__What is required__:
Repeat all the lines below exactly, but omit the pictures.

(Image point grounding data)
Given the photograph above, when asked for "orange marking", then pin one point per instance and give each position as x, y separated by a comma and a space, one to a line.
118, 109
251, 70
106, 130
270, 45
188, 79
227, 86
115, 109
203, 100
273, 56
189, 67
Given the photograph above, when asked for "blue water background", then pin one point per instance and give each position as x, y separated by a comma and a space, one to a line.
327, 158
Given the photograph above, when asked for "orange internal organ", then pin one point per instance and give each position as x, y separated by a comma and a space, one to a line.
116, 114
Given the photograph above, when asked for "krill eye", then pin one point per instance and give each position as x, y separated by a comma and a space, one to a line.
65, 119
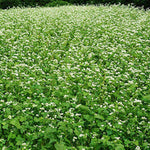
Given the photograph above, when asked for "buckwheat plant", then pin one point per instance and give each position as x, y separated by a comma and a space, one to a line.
75, 77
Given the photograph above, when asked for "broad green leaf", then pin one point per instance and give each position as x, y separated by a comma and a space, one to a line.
60, 146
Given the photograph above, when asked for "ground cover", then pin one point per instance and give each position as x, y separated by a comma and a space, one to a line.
75, 77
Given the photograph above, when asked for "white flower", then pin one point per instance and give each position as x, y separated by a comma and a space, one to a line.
137, 148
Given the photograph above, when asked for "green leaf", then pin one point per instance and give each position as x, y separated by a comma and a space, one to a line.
83, 108
16, 123
119, 147
97, 116
60, 146
147, 98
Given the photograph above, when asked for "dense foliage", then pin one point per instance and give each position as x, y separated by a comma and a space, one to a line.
75, 78
11, 3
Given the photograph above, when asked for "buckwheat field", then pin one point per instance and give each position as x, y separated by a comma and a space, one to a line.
75, 78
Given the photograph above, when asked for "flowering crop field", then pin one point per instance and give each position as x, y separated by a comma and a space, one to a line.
75, 78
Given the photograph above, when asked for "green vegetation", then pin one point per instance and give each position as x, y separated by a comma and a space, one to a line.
10, 3
75, 77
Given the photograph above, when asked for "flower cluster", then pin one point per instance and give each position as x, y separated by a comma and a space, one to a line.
74, 77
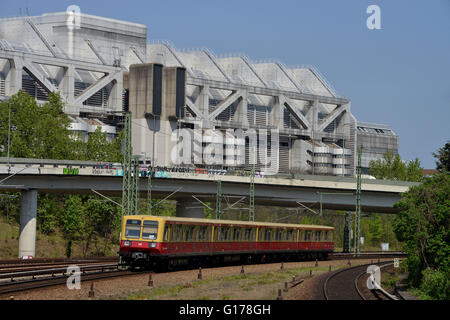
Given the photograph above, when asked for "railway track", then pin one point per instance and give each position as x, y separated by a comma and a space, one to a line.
29, 276
26, 280
350, 284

__Reply__:
Given the photograph above, when asked for "orange marking", then pin one point per instance and give each position as x, y separated by a comma and a space, one to a line.
118, 109
251, 70
106, 130
270, 45
188, 79
227, 86
115, 109
203, 100
273, 56
189, 67
Given the photograph above, when asked for "blue water background", then pin one point per instance and give each position as x, y separated by a comma and a space, one to a line.
327, 158
Given the photograph above, when asked for "orange internal organ", then pin one point per instance and give each position as x, y separated by a comma and a space, one to a line.
116, 114
Given the photograph above, when asked for "krill eye", then pin one point per instance and give each position as x, y separated by a comma and a space, one to a line.
65, 119
Given the photograph above, when asked for "buckwheat plant", then pin one point per instance and give each position as x, y separated by a comma and a space, one to a line.
75, 77
Given the photograph above, when asked for "broad green leaf", then pin one point per instance and give each position as x, y separated by a comma and a space, one to a line.
60, 146
Given the photograph above, when asked for "ground cover", then pin one point per instance and give each position as x, y separated by a comma and a space, one to a line.
75, 77
Given the photograph above, when asked for "white flower", then pin one point per instance and give each position as x, y separated by a comma and a space, one to a line.
137, 148
Given the photograph above, when asked for "green leaf", then pin one point per instance and give each position as x, y separated by a comma and a space, one to a line.
83, 108
16, 123
119, 147
97, 116
60, 146
147, 98
Given the photograph above, when asked for "dense foliage", then pin one point per instance and give each position as x, y separated by a comma and a space, one to a line.
75, 78
11, 3
Given the photograph above, when asked for "buckwheat field", then pin one point per instance and give each position as x, y separated by a comma and a space, one to a line.
75, 78
Given the photograph above, when asked for "flowering crop field", then pin one point per instance and give each position as x, y separated by a comma and a space, one to a line.
75, 78
Given the photograph above, when asked for "green vegetation", then pin one point per instance and give each position as x, y separated by a comma and a space, one to a line.
10, 3
75, 77
Given the photograph above, when asked for "flower cluster", then pin one point per instance and give each position as x, y separated by a comma and a space, one to a line.
74, 77
Given the photograph above, when asked for "railway track", then pin one point per instance and give each position as x, y separated by a comma and a space, one to a line.
29, 276
26, 280
350, 284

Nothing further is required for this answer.